● Your tasks
• 1. Reproduce the stretch of the court report from "Defendants were Minister" through "of the Federation.", replacing "Attorney General" with "Solicitor General".
• 2. Answer these questions from the court report:
(a) What is the suit number of the case?
(b) What amount did TEL pay as the prescribed fee?
(c) Which bank went to parliament to amend its legislation?

The court, in a judgment by Justice Taiwo Taiwo, upheld the plaintiffs’ claims and granted all the reliefs sought, including an award of $20million in damages against the defendants, who are all Federal Government’s agents.
The judgment was on a suit, marked: FHC/ABJ/CS/1067/2020, filed by Transnational Energy Limited (TEL) and Bresson A. S. Nigeria Limited.
Defendants were Minister of Petroleum Resources, Minister of State, Petroleum Resources, Department of Petroleum Resources, National Petroleum Investment and Management Services (NAPIMS) and the Attorney General of the Federation.
The plaintiffs, through their lawyer, Dr. Sijuade Kayode, claimed that a farm-out agreement over the two marginal fields was concluded between TEL and the joint venture operators, Chevron Nigeria Limited in 2017 for amongst others purposes, to provide feedstock to a gas-to-power project developed by TEL and its partners, which started in 2012.
They stated that the Department of Petroleum Resources (DPR), in a letter dated 20th February, 2017, conveyed a letter of ministerial consent by the Minister of Petroleum Resources approving the farm-out and its terms.
The plaintiffs added that the DPR, in its said letter, equally directed TEL to pay a prescribed premium to Federal Government, after which the farm-out will become effective, a directive TEL complied with by paying the prescribed fee of $639,820.65.
Rather than allow the plaintiffs enjoy the benefits of the agreement after the FG acknowledge receiving TEL’s payment, the then Chief of Staff to President Muhammadu Buhari, the late Abba Kyari wrote a memo, purporting to revoke the earlier ministerial consent, claiming to have acted on the instruction of the President.
They added that the DPR, without any notice to the farmee (TEL) put the two fields in the 2020 marginal fields basket, even though the fields were not part of the original 57 of fields approved for the bid round, a decision TEL and its sister company in the power business (Bresson A.S. Nigeria Limited) challenged by filing the suit.
The plaintiffs exhibited their audited accounts, business plan and financial model which showed that both plaintiffs had jointly expended $22,718,000.00 on the development of the gas and power side of the project.
They also exhibited their financial models in arguing that they have lost over $164million due to the actions of the defendants, while Federal Government may have equally lost over $68million in royalty and taxes not earned as a result of the actions of the defendants.
They plaintiffs asserted that their gas-to-power project elicited a massive international cooperation spanning over 15 countries and involving over 100 international experts.
“As a matter of fact, the Hungarian Exim Bank went to parliament to amend its legislation in order to raise her scope of participation in the power side of the projects,” they said.
Justice Taiwo, in the judgment delivered on October 18, 2020, a copy of which was made available on Friday, held that the defendants failed to supply counter evidence and arguments to disprove the plaintiffs’ claims.
The judge noted: “One thing that is very clear and undeniably so, is that the averments of the plaintiffs, from the inception of the meetings and correspondences between the plaintiffs, Chevron Nig Ltd, the third defendant (DPR), NNPC and NAPIMS on the farming out by Chevron Nigria of the Hely Creek and Abigborodo marginal fields within OML 49 were not denied.
“From the preponderance of the facts and documents attached to the affidavits of the plaintiffs in support of the application, I find and I hold that the plaintiffs have proved that they are entitled to the declaratory reliefs being sought,” the judge said.

● Data section
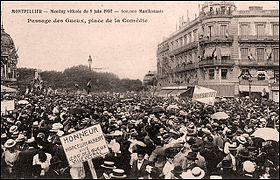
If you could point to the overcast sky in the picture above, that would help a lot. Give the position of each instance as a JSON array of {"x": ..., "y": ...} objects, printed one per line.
[{"x": 128, "y": 50}]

● Response list
• 1.
Defendants were Minister of Petroleum Resources, Minister of State, Petroleum Resources, Department of Petroleum Resources, National Petroleum Investment and Management Services (NAPIMS) and the Solicitor General of the Federation.

• 2.
(a) FHC/ABJ/CS/1067/2020
(b) $639,820.65
(c) The Hungarian Exim Bank